Dataset entries
:::::
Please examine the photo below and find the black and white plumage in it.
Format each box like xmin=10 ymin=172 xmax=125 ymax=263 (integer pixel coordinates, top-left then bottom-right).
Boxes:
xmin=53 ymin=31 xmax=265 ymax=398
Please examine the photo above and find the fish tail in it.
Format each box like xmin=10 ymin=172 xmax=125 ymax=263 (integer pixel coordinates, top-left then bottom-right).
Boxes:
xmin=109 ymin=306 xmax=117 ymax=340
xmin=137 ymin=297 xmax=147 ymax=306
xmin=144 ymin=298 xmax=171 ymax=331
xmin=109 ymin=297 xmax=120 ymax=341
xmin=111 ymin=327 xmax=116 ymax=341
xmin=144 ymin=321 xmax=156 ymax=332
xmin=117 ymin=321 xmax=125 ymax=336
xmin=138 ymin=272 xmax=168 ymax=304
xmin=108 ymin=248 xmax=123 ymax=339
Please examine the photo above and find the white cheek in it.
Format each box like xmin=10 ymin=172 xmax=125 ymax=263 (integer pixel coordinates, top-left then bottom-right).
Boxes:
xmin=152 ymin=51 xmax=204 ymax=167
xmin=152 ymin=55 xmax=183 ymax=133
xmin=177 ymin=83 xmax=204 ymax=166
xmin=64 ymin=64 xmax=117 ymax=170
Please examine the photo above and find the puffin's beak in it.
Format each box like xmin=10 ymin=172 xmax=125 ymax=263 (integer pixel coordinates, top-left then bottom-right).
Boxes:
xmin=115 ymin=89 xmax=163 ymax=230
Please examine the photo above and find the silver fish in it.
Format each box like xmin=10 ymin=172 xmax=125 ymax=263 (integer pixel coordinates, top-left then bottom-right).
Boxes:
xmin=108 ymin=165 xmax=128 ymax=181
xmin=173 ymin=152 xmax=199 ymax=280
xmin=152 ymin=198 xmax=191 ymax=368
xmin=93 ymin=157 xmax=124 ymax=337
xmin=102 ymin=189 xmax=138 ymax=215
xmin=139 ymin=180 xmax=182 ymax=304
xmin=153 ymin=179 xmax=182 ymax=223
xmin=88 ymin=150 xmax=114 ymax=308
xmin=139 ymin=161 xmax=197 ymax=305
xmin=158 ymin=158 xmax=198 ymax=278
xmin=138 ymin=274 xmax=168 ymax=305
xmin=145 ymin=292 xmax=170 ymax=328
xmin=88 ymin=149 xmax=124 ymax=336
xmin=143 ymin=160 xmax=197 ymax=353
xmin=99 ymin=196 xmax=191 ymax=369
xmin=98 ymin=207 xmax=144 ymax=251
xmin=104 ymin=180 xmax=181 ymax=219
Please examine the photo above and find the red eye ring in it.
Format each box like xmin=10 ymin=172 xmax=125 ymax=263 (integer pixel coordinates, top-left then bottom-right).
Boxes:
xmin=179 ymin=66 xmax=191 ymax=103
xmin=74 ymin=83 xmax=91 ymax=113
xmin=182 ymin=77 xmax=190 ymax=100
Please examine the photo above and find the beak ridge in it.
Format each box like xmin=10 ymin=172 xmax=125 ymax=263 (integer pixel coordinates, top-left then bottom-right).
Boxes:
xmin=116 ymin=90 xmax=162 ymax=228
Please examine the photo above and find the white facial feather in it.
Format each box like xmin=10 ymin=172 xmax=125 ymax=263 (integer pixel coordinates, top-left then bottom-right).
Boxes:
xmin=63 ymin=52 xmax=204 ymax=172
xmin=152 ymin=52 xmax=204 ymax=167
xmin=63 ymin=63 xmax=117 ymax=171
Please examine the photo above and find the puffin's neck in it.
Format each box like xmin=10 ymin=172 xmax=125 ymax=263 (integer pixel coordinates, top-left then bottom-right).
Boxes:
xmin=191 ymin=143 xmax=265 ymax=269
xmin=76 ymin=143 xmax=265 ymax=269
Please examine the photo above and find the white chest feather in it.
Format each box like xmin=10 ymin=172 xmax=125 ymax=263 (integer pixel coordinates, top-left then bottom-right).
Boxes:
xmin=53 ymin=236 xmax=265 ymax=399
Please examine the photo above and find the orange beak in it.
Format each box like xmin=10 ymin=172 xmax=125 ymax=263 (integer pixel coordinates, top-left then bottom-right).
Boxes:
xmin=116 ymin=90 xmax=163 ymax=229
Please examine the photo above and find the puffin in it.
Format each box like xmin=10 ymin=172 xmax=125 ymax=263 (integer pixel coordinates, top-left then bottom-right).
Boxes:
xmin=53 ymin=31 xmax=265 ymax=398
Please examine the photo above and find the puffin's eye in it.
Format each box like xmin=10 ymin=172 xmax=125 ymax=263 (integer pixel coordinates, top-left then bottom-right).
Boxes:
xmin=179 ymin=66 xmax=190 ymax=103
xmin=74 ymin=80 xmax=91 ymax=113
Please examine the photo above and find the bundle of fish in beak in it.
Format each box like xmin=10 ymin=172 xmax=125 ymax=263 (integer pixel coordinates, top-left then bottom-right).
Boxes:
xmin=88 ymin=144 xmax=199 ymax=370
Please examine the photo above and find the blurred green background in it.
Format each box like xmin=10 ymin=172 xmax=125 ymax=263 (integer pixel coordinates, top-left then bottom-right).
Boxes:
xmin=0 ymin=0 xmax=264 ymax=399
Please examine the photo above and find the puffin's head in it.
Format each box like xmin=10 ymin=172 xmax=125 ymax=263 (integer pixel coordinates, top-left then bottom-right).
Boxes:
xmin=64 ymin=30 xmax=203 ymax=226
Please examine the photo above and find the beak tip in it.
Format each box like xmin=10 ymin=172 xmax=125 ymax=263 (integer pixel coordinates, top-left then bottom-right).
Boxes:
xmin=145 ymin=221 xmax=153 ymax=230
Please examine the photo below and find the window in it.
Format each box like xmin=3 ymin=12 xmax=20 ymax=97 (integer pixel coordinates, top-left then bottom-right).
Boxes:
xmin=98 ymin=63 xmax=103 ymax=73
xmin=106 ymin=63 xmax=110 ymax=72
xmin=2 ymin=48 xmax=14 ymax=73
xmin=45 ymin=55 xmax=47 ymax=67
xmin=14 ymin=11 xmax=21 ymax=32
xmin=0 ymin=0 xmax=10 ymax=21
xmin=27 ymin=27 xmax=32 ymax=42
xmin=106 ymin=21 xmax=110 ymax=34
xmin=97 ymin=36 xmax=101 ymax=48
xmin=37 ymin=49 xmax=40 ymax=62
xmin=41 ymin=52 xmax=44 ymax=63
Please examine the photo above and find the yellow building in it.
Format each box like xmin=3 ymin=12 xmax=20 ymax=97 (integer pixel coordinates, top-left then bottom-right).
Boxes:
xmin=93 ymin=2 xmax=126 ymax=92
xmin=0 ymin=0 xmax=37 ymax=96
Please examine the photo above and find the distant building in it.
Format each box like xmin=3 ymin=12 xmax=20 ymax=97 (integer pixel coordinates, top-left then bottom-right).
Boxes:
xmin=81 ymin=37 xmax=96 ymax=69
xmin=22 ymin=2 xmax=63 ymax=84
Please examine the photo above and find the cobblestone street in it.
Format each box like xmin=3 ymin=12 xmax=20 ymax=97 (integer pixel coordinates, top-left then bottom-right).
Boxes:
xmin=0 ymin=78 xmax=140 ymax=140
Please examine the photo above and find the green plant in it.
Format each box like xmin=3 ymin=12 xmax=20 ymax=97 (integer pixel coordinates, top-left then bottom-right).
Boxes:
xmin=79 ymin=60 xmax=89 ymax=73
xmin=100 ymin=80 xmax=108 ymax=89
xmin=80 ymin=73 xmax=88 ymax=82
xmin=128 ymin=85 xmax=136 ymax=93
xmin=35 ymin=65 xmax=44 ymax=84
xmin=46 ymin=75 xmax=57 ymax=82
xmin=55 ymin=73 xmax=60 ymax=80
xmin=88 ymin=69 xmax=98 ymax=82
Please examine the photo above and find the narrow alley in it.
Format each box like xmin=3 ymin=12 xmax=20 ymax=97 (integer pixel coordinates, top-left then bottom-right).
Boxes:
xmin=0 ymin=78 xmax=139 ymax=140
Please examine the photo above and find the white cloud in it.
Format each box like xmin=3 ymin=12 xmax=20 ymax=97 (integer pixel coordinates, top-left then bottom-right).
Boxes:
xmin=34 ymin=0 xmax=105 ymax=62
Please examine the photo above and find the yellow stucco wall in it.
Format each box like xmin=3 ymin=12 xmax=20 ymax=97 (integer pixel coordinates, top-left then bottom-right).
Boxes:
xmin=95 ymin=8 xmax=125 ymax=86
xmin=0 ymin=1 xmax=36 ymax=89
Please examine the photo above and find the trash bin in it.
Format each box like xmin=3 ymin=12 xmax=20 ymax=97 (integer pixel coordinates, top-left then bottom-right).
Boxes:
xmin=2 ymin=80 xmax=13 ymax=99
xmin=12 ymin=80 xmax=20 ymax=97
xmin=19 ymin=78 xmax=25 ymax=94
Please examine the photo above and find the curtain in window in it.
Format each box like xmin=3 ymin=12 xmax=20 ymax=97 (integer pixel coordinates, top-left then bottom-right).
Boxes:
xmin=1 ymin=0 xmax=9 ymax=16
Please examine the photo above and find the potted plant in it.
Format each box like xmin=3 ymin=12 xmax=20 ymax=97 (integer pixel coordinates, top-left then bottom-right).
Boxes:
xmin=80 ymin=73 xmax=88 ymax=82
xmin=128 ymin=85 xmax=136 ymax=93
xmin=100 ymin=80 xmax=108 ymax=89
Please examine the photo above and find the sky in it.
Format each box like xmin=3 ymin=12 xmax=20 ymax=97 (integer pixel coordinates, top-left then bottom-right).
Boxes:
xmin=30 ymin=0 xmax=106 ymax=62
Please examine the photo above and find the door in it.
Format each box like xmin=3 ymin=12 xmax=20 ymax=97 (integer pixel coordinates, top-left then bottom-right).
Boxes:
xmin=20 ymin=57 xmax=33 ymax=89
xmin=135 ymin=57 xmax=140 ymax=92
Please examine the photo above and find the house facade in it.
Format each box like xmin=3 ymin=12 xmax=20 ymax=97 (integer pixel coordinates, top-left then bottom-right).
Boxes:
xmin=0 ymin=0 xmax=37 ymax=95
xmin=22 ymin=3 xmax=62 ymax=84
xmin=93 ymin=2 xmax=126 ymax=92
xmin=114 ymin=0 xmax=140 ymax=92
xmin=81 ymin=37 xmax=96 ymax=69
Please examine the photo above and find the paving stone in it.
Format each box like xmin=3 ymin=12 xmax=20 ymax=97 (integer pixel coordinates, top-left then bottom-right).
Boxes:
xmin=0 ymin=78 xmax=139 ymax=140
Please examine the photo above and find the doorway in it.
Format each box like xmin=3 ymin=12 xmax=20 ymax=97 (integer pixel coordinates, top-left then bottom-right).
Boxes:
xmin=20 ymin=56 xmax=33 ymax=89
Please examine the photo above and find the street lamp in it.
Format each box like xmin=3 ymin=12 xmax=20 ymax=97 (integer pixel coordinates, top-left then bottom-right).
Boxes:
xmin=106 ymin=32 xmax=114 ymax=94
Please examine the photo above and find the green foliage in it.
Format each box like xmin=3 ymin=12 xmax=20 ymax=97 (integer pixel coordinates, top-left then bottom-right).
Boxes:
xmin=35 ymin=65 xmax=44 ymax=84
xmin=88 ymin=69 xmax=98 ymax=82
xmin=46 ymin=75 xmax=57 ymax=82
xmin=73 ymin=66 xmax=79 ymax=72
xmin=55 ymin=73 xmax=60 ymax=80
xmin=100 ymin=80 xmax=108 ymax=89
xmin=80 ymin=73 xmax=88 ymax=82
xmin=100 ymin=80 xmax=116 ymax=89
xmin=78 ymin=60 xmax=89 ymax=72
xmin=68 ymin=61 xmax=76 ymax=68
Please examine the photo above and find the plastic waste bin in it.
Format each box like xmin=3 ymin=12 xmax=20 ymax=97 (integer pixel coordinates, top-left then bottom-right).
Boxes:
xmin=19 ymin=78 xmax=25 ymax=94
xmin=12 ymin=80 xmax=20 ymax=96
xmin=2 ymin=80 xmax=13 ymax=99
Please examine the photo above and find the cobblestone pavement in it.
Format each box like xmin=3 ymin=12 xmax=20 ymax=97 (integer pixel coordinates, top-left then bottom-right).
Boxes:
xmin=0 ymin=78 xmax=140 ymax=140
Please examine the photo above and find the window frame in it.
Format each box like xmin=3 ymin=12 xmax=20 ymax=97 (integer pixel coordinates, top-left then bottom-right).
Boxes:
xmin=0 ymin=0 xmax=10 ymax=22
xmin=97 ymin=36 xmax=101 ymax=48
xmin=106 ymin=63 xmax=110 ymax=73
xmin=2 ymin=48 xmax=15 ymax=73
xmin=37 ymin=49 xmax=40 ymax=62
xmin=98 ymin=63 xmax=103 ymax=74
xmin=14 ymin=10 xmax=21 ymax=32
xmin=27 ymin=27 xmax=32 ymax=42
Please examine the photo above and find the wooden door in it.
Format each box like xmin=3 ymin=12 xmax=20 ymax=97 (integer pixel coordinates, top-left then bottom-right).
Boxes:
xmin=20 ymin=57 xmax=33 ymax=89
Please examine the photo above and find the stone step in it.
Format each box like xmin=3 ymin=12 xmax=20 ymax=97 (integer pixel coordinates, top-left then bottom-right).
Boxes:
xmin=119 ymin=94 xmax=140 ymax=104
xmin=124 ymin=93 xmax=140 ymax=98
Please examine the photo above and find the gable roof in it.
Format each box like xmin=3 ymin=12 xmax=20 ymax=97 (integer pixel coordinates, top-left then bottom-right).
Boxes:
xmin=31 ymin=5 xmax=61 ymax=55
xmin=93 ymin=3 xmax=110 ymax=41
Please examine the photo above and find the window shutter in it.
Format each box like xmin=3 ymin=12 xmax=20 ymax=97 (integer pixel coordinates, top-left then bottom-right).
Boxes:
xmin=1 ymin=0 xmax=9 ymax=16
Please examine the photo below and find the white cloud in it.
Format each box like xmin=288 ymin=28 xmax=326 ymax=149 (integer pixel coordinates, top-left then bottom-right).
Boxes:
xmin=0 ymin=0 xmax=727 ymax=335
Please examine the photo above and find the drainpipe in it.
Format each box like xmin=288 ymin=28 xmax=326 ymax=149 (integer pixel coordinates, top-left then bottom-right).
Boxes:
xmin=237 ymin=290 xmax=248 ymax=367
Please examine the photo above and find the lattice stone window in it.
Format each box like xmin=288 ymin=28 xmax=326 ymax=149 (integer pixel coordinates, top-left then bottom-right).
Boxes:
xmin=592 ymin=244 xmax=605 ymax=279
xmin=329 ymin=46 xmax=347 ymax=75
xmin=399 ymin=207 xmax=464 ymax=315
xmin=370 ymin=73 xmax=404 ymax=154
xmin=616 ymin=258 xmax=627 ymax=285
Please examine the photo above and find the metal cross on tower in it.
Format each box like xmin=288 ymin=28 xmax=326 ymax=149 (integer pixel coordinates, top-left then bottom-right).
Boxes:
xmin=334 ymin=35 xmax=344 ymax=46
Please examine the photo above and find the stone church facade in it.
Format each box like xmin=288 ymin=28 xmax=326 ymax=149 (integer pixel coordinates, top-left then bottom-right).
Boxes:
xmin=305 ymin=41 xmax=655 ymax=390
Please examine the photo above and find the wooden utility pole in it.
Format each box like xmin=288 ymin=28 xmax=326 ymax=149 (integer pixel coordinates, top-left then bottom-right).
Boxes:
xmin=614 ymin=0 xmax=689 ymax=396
:::::
_Task statement_. The answer should be an exact copy of the lines from the one containing "Please examine the photo above and find the wooden utility" through the last line of the entries, both included.

_Completed task_.
Please examine the photo above and find the wooden utility pole in it.
Format each box like xmin=288 ymin=28 xmax=326 ymax=149 (integer pixel coordinates, top-left then bottom-right).
Boxes:
xmin=614 ymin=0 xmax=689 ymax=396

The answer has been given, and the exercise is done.